Put every line of the entries below into a JSON list of strings, one string per line, with blank lines left out.

▼

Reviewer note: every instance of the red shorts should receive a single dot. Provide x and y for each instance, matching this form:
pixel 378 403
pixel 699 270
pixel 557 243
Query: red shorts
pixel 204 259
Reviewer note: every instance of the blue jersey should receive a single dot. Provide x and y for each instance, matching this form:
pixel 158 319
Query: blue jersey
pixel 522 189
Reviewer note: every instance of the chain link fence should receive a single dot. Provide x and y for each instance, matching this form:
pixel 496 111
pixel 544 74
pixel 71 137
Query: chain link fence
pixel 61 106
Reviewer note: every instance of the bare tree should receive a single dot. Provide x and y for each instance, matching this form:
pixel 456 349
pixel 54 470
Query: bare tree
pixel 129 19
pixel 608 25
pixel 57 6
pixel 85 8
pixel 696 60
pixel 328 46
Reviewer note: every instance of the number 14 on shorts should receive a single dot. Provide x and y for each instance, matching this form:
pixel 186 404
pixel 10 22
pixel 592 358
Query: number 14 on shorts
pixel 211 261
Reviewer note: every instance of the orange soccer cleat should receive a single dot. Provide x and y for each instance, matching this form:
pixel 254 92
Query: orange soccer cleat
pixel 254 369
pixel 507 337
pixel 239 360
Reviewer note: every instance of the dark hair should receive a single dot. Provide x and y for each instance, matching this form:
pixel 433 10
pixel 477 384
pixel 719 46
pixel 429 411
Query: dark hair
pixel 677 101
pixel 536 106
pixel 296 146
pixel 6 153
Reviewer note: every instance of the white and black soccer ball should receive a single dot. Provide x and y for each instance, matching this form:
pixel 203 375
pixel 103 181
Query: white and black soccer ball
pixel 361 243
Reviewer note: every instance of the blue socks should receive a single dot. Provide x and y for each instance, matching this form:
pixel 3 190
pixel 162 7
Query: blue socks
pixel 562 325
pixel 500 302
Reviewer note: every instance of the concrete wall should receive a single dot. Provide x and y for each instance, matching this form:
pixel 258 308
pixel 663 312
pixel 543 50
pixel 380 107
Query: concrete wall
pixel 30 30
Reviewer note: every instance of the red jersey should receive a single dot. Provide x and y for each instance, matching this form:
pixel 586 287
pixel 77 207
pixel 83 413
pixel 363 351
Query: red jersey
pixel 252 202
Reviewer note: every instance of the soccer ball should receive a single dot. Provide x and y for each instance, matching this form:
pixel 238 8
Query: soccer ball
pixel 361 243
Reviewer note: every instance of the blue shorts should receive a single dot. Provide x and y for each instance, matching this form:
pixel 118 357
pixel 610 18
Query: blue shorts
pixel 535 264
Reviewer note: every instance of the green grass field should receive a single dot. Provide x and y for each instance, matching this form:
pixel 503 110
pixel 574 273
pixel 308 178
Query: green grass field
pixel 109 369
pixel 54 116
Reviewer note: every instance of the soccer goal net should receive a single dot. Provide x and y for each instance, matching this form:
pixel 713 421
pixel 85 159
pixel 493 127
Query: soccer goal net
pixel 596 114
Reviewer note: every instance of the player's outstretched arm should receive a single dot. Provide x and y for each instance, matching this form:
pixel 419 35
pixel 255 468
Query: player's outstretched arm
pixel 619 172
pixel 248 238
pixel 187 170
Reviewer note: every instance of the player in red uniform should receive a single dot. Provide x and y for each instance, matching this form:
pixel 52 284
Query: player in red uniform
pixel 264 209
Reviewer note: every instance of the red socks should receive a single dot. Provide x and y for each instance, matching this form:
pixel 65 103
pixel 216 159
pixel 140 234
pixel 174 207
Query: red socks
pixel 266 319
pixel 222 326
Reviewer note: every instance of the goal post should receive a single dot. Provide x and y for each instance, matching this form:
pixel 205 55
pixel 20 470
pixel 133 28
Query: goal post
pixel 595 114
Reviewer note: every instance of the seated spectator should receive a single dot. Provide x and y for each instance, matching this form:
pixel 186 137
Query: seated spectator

▲

SOLVED EXERCISE
[
  "Reviewer note: every instance of the red shorts should receive a single dot. Provide x and y for each instance, matching this form:",
  "pixel 378 403",
  "pixel 699 270",
  "pixel 557 243",
  "Query: red shorts",
  "pixel 204 259",
  "Reviewer note: every instance of the blue jersey should receive a single dot. Provide x and y for each instance, matching this form:",
  "pixel 158 319",
  "Query: blue jersey",
  "pixel 522 189",
  "Reviewer note: every instance of the chain link fence should receive a single dot. Provide x and y for each instance, matching this form:",
  "pixel 496 111",
  "pixel 544 74",
  "pixel 71 137",
  "Query: chain link fence",
  "pixel 61 106",
  "Reviewer note: every instance of the bare tree should receive a single dot. Provide x and y for each instance, matching this form:",
  "pixel 456 349",
  "pixel 54 470",
  "Query: bare tree",
  "pixel 129 19",
  "pixel 608 25",
  "pixel 57 6",
  "pixel 85 8",
  "pixel 696 60",
  "pixel 328 46",
  "Reviewer note: every instance of the number 14 on shorts should receive a single dot. Provide x and y for each instance, matching this form:",
  "pixel 186 404",
  "pixel 10 22",
  "pixel 592 358",
  "Query: number 14 on shorts",
  "pixel 211 261",
  "Reviewer note: every instance of the orange soccer cleat should receive a single dot. Provide x and y for each instance, matching this form:",
  "pixel 254 92",
  "Query: orange soccer cleat",
  "pixel 254 369",
  "pixel 507 337",
  "pixel 239 360",
  "Reviewer note: every instance of the dark hair should receive a single dot. Provide x and y for each instance, matching this form:",
  "pixel 433 10",
  "pixel 477 384",
  "pixel 719 46",
  "pixel 429 411",
  "Query: dark hair",
  "pixel 677 101",
  "pixel 536 106",
  "pixel 296 146",
  "pixel 6 153",
  "Reviewer note: every instance of the white and black soccer ball should receive a single dot. Provide x and y for each instance, matching this form:",
  "pixel 203 375",
  "pixel 103 181",
  "Query: white and black soccer ball",
  "pixel 361 243",
  "Reviewer note: every instance of the blue socks should receive a single dot. Provide x and y for each instance, matching this form:",
  "pixel 3 190",
  "pixel 162 7",
  "Query: blue socks",
  "pixel 562 325",
  "pixel 500 302",
  "Reviewer note: every instance of the concrete wall should receive a single dot. Provide x and y for each instance, matching this form:",
  "pixel 258 308",
  "pixel 663 312",
  "pixel 543 50",
  "pixel 380 107",
  "Query: concrete wall",
  "pixel 30 30",
  "Reviewer note: every instance of the red jersey should receive a single dot. Provide x and y for each instance, matching this form:",
  "pixel 586 287",
  "pixel 77 207",
  "pixel 83 413",
  "pixel 363 351",
  "Query: red jersey",
  "pixel 252 202",
  "Reviewer note: every instance of the soccer ball should receive a single dot. Provide x and y for each instance, matching this form:",
  "pixel 238 8",
  "Query: soccer ball",
  "pixel 361 243",
  "Reviewer note: every instance of the blue shorts should receive a single dot. Provide x and y for each instance, matching this form:",
  "pixel 118 357",
  "pixel 610 18",
  "Query: blue shorts",
  "pixel 535 264",
  "Reviewer note: every instance of the green grass field should receive a single dot. Provide x and y for each instance, matching this form:",
  "pixel 503 110",
  "pixel 574 273",
  "pixel 308 178",
  "Query: green grass field",
  "pixel 109 369",
  "pixel 54 116",
  "Reviewer note: every instance of the soccer goal net should receive a single dot. Provide x and y for each instance, matching this form:",
  "pixel 713 421",
  "pixel 85 159",
  "pixel 493 127",
  "Query: soccer goal net",
  "pixel 596 114",
  "Reviewer note: every instance of the player's outstretched arm should receive a single dot. Provide x and y for each instance, matching this form:",
  "pixel 419 35",
  "pixel 255 468",
  "Query: player's outstretched arm",
  "pixel 619 172",
  "pixel 248 238",
  "pixel 187 170",
  "Reviewer note: every instance of the player in red uniform should receive a single dot. Provide x and y for each instance, matching this form:",
  "pixel 52 284",
  "Query: player in red uniform",
  "pixel 264 209",
  "Reviewer note: every instance of the red socks should receive a single dot. Provide x and y for each instance, matching this form:",
  "pixel 65 103",
  "pixel 216 159",
  "pixel 140 234",
  "pixel 174 207",
  "Query: red socks",
  "pixel 266 319",
  "pixel 222 326",
  "Reviewer note: every instance of the goal post should receive a single dot. Provide x and y for each instance, matching this form:",
  "pixel 205 55",
  "pixel 20 470",
  "pixel 133 28",
  "Query: goal post",
  "pixel 595 114",
  "Reviewer note: every instance of the seated spectator should receive a single dot. Provide x and y for each instance, matching this form:",
  "pixel 186 137",
  "Query: seated spectator"
]